What the task requires: Nothing should be dropped or changed: copy every line of the listing.
+ + + + + + +
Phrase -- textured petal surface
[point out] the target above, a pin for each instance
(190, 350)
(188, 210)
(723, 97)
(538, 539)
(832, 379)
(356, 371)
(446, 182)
+ + + + + + +
Solution to this exercise:
Phrase -- textured petal surface
[point out] the target above, a pin for each instance
(190, 350)
(188, 210)
(723, 97)
(538, 539)
(832, 379)
(356, 371)
(446, 182)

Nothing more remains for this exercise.